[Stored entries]
++++++++++

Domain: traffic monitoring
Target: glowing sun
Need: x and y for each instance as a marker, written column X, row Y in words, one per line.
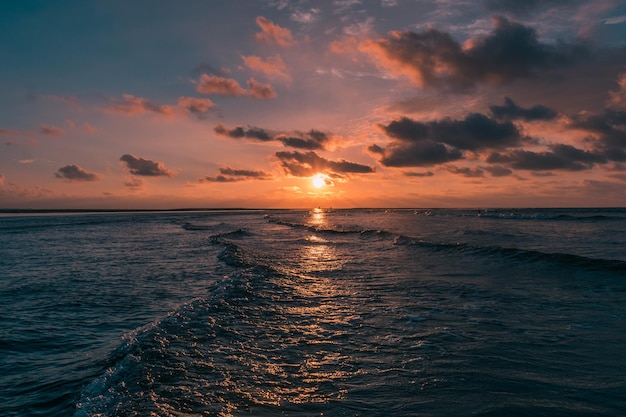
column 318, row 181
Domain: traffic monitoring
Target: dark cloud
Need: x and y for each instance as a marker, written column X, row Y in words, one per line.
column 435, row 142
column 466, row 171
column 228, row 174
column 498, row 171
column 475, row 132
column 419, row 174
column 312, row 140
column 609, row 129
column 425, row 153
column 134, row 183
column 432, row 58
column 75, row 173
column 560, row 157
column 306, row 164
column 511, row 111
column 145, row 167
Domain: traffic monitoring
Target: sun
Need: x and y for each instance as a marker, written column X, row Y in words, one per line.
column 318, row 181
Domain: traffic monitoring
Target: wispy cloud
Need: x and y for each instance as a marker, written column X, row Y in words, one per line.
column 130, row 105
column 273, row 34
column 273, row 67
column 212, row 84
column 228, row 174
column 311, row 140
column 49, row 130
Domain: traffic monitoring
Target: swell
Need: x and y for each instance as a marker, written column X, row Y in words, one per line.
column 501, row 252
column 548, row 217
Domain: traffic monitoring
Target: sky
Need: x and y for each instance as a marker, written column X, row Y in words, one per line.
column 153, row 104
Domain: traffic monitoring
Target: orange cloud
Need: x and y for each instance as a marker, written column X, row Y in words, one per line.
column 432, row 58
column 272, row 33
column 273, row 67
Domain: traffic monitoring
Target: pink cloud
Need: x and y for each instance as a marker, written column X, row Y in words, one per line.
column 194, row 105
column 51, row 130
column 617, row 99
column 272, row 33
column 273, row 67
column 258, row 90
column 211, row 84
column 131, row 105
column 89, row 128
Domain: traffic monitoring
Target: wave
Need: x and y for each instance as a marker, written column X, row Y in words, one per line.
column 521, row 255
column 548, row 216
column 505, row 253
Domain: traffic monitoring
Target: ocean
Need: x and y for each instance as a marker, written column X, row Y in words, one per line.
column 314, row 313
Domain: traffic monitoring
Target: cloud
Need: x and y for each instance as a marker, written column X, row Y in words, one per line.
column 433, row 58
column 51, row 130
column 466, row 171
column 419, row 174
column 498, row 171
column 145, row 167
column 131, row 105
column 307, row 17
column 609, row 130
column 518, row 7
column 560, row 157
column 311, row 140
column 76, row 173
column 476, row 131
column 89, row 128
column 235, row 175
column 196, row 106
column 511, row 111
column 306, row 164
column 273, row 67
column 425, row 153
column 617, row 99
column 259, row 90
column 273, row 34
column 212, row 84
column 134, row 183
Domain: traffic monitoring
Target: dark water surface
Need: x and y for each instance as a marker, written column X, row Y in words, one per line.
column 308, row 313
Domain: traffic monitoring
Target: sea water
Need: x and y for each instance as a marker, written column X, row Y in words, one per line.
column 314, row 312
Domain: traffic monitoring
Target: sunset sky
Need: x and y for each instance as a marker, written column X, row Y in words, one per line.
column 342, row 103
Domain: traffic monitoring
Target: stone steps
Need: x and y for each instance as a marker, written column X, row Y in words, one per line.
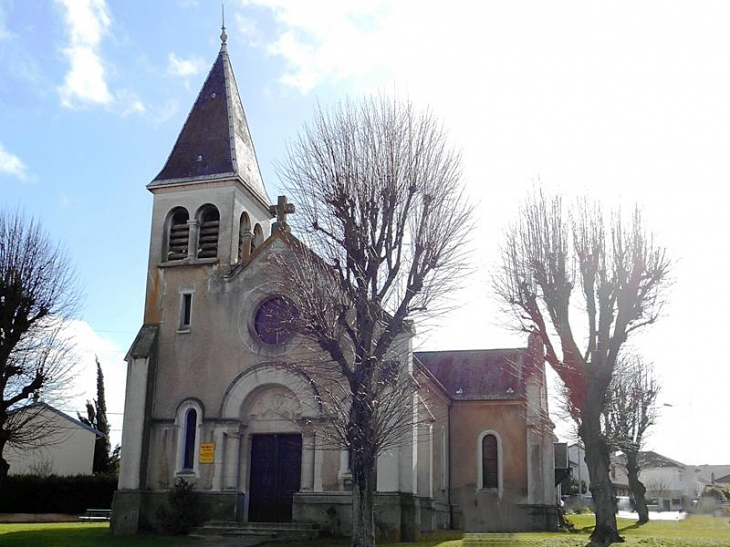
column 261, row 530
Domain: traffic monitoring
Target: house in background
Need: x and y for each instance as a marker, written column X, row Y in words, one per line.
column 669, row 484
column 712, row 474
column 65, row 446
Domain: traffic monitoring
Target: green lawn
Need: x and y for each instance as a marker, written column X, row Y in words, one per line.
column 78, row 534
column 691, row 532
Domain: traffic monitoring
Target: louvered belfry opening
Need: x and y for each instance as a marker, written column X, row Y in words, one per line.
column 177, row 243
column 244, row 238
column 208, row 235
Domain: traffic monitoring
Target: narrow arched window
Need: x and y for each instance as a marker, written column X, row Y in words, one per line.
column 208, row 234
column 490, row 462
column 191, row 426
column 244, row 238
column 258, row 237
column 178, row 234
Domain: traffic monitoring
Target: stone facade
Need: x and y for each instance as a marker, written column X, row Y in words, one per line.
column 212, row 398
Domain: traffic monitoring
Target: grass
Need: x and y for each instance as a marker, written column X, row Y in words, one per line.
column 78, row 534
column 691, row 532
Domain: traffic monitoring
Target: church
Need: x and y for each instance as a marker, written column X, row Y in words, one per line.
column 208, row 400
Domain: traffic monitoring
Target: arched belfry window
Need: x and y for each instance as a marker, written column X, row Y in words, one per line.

++++++++++

- _Task statement_
Your task is to repeat the material above exactly, without its pictures.

- _The answer_
Domain: traffic monitoring
Target: glowing sun
Need: x and y for each instance as a marker, written column X, row Y in words, one per line.
column 318, row 181
Domain: traffic monitoring
Target: dark cloud
Need: x and y for each instance as a marker, written column X, row Y in words, one per line.
column 435, row 142
column 466, row 171
column 228, row 174
column 498, row 171
column 475, row 132
column 419, row 174
column 312, row 140
column 609, row 129
column 425, row 153
column 134, row 183
column 432, row 58
column 75, row 173
column 560, row 157
column 306, row 164
column 511, row 111
column 145, row 167
Domain: traffic monitoring
Target: sun
Need: x and y for each instance as a marker, written column X, row Y in words, one per line.
column 318, row 181
Domain: traffic monitoring
Target: wispy cloud
Need: x and y for each instance as a marker, written column X, row Y in words, one per line.
column 130, row 105
column 273, row 34
column 273, row 67
column 212, row 84
column 228, row 174
column 311, row 140
column 49, row 130
Domain: traffic monitoring
Target: swell
Need: x and y for each instance as a marker, written column X, row Y in words, one per line.
column 501, row 252
column 548, row 217
Domain: traffic monitoring
Target: sky
Need: x and y for each instance as a marker, written column X, row Y in words, one per line.
column 153, row 104
Domain: traffic monitoring
Target: orange cloud
Need: x and y for each instance as a marker, written column X, row Y in words, one per line.
column 432, row 58
column 272, row 33
column 273, row 67
Domain: traffic monitoring
Target: pink cloud
Need: x and y for each instance as a marker, written column X, row Y in words, one per line.
column 194, row 105
column 51, row 130
column 617, row 99
column 272, row 33
column 273, row 67
column 258, row 90
column 211, row 84
column 131, row 105
column 89, row 128
Domain: traffic monitoring
Target: wave
Need: x and y for each instance as a marker, written column X, row Y in words, one per line.
column 521, row 255
column 548, row 216
column 505, row 253
Domain: traffic monitoring
Target: ocean
Need: x and y for each instance as a marker, written column X, row Y in words, one per line.
column 314, row 313
Domain: traffic monitoring
Target: cloud
Need: x and y for each instance as a marker, written column X, row Y in words, one per line.
column 433, row 58
column 51, row 130
column 466, row 171
column 419, row 174
column 498, row 171
column 145, row 167
column 131, row 105
column 307, row 17
column 609, row 130
column 518, row 7
column 560, row 157
column 311, row 140
column 76, row 173
column 476, row 131
column 89, row 128
column 235, row 175
column 196, row 106
column 511, row 111
column 306, row 164
column 273, row 67
column 425, row 153
column 617, row 99
column 259, row 90
column 273, row 34
column 212, row 84
column 134, row 183
Domain: traffic monitoring
Target: dark water surface
Need: x and y for each instance as a marker, written column X, row Y in words, one per line.
column 308, row 313
Domain: traffic monitoring
Target: sea water
Need: x and y for each instance as a marker, written column X, row Y in words, one per line.
column 314, row 312
Domain: traffic monitoring
Target: sunset sky
Need: x and y for each instance as a marker, written column X, row Y in words, one per line.
column 342, row 103
Domain: traffic monitoring
Target: stone steps
Need: x and y for each instance as a marker, written column X, row Y in words, one per line.
column 261, row 530
Domain: traffic monitoring
Target: house in background
Need: x and y for each instance as a marker, written column X, row Y in words, one per line.
column 669, row 484
column 712, row 474
column 65, row 446
Domain: traffic monitoring
Target: green lawn
Need: x and y for each instance as a marker, written column X, row Y in words, one per line.
column 78, row 534
column 691, row 532
Domain: traffic monitoring
Target: louvered belfry opening
Need: x and y for each instance as a marker, written column X, row Y in words, one per line.
column 177, row 243
column 244, row 238
column 208, row 235
Domain: traffic monitoring
Target: narrow arched window
Need: x and y for each instance as a marker, written column X, row Y in words, one per line.
column 208, row 234
column 490, row 462
column 191, row 426
column 244, row 238
column 258, row 237
column 178, row 234
Domain: traffic monitoring
Target: stone facade
Need: x and y for each instance as a marker, written column X, row Y in words, one per line.
column 212, row 398
Domain: traffic monitoring
Target: grass
Need: x and y for each instance as a marker, written column X, row Y in words, one per line.
column 78, row 534
column 691, row 532
Domain: traffic monitoring
Target: church
Need: x and y for each instance as a marker, written column X, row Y in words, one per line.
column 208, row 400
Domain: traffic monitoring
Target: arched belfry window
Need: x and y for each instance as a marker, written column X, row Y in words, one per line.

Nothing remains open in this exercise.